● **TASK REQUIREMENTS**
Write out the whole listing below exactly, skipping each picture.

Top of RECORDS PROVIDED

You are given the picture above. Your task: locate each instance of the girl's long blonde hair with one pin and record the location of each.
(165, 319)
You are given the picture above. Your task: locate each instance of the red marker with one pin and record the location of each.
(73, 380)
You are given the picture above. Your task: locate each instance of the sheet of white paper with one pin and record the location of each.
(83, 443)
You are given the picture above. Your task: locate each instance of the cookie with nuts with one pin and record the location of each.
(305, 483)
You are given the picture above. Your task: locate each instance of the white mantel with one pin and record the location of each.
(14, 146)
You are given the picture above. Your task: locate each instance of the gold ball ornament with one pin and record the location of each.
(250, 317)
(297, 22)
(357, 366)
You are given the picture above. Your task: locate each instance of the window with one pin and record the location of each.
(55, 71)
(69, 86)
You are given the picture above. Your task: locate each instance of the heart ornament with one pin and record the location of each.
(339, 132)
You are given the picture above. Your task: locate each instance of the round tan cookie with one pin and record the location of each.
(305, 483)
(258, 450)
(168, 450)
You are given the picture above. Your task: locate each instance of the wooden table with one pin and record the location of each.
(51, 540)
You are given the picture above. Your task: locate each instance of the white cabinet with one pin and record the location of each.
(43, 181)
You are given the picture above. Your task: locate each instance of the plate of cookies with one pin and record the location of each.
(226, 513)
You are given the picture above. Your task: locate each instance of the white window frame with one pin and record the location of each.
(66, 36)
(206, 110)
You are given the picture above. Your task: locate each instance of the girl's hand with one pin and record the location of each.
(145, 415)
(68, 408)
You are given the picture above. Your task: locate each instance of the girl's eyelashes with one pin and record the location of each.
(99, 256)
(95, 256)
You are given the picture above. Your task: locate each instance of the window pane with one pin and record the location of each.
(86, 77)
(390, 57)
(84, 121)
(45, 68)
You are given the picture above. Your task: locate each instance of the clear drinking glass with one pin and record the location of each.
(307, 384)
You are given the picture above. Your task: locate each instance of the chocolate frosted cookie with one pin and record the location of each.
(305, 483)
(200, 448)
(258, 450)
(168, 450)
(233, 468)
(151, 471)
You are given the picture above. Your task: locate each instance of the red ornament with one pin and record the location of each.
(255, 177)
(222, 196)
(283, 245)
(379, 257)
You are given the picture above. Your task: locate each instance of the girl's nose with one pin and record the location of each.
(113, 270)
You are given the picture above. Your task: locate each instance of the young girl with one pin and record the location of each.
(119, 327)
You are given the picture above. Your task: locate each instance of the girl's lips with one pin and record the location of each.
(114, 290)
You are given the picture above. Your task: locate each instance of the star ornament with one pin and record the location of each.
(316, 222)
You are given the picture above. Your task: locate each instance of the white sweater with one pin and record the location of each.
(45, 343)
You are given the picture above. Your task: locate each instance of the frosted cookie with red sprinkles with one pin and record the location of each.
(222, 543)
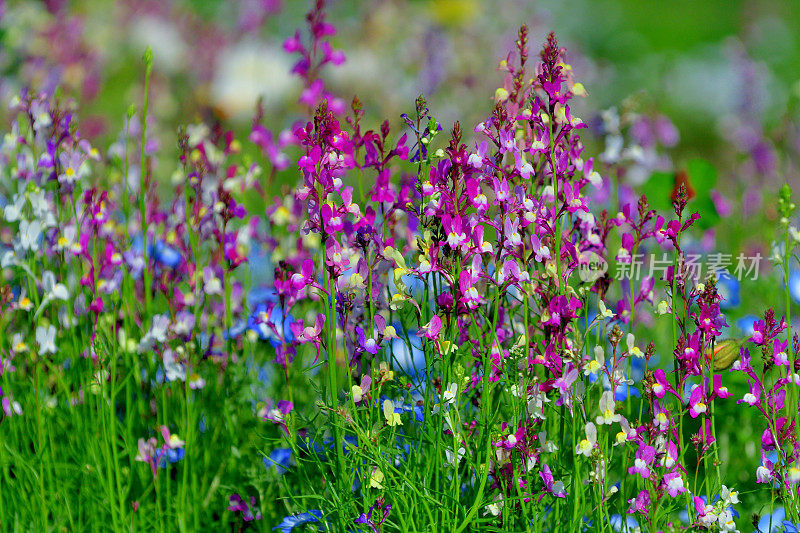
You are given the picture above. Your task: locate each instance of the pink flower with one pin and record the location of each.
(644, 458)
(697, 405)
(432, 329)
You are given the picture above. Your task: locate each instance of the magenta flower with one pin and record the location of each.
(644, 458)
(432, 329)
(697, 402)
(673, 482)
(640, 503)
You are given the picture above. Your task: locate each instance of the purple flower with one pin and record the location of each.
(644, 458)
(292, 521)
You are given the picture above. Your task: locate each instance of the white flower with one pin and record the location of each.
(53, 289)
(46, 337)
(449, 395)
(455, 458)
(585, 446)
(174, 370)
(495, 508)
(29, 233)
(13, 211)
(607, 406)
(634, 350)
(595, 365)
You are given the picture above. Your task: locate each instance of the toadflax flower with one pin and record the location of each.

Bottom of RECORDS PROVIDED

● **WRITTEN RESPONSE**
You are given the picture above. Your task: locate each instance of the girl's long blonde hair with one pin and record the location of each.
(165, 319)
You are given the picture above. Your task: locate each instance of the red marker with one pin and record the location of each.
(73, 380)
You are given the picture above. Your task: locate each instance of the sheet of white paper with one pin and record the location of each.
(83, 443)
You are given the picture above. Your task: locate each instance of the cookie with nuts with one pin and record the location of each.
(305, 483)
You are given the picture above. Your task: locate each instance of the white mantel with one pin and record the location of each.
(14, 146)
You are given the picture above. Your task: locate each instance of the gold ball ornament with one pin and record the location of each.
(250, 317)
(297, 22)
(357, 366)
You are given the picture above. Your task: locate each instance of the window with one pin and record the location of each.
(55, 71)
(69, 86)
You are given the picture above. Your task: locate each instance of the heart ornament with one pin and record the location of each.
(339, 132)
You are given the picture above. Your task: locate each instance of the round tan cookie with one pin and record the location of each.
(305, 483)
(258, 450)
(168, 450)
You are given the picture above. Your task: locate each instance of the wooden table with one pin and record the location of each.
(51, 540)
You are given the picture above. Your task: locate each instance of the white cabinet with one pin and record the location of each.
(43, 181)
You are given the picture above. Your task: locate each instance of the plate of cookies with one pin and record the location of each.
(226, 513)
You are given the picture above. Your task: locate each instance of the white window frame with one pin and record the location of each.
(66, 36)
(206, 110)
You are given the picture above. Your task: locate each instance of the girl's hand with one pin and record the location of each.
(145, 415)
(68, 408)
You are given the picture above. Your task: locate each instance of the girl's eyelashes with one pin and record the location of each.
(99, 256)
(95, 256)
You are given the picture above. Your task: locate each instance of the window pane with one pin and record the location of each.
(86, 77)
(390, 57)
(84, 121)
(45, 68)
You are given the picture above. Your task: locate each instance of the clear drinking glass with one pin and record the location of each.
(307, 384)
You are given the picture above. Your task: locate each instance of the chocolate frosted cookie with one pin and record the location of each.
(305, 483)
(200, 448)
(258, 450)
(168, 450)
(233, 468)
(151, 471)
You are given the picture above. Your task: locate each instance of the red ornament with one pin and record the location of each.
(255, 177)
(222, 196)
(283, 245)
(379, 257)
You are given the picture above. Your task: locate each instance of the girl's nose with one pin and record the location of each.
(113, 270)
You are given the picture above. Your task: locate each instance of the young girl with one pin and record the location of each.
(119, 327)
You are given the picture above. Your task: locate each instance of the girl's lips with one pin and record the location of each.
(114, 290)
You are given the picture above. Your task: locate each instance of the star ornament with one pin and record the location of each.
(316, 222)
You are given the picture above. Your task: locate each instance of the white sweater with one pin and record the location of each.
(45, 343)
You are given the picture above. Your task: locate each instance of the frosted cookie with red sprinkles with one pin and record the location of each.
(222, 543)
You are given the picture above. Your task: locate each instance of the pink flower with one pin and record the location of each.
(644, 458)
(697, 405)
(432, 329)
You are given the picture above. Your task: locate each instance of the magenta flower with one pin and record the location of each.
(644, 458)
(432, 329)
(697, 402)
(673, 482)
(640, 503)
You are given the picture above. Your task: locate each instance of the purple flower with one pin and record the location of each.
(644, 458)
(292, 521)
You are given the picture above. Your task: locate each instance of the white flower with one pin and record the location of each.
(53, 289)
(46, 337)
(449, 395)
(455, 458)
(585, 446)
(174, 370)
(495, 508)
(29, 233)
(13, 211)
(607, 406)
(634, 350)
(595, 365)
You are given the picture above. Your task: locate each instance of the toadflax flower with one pin and record the location of each.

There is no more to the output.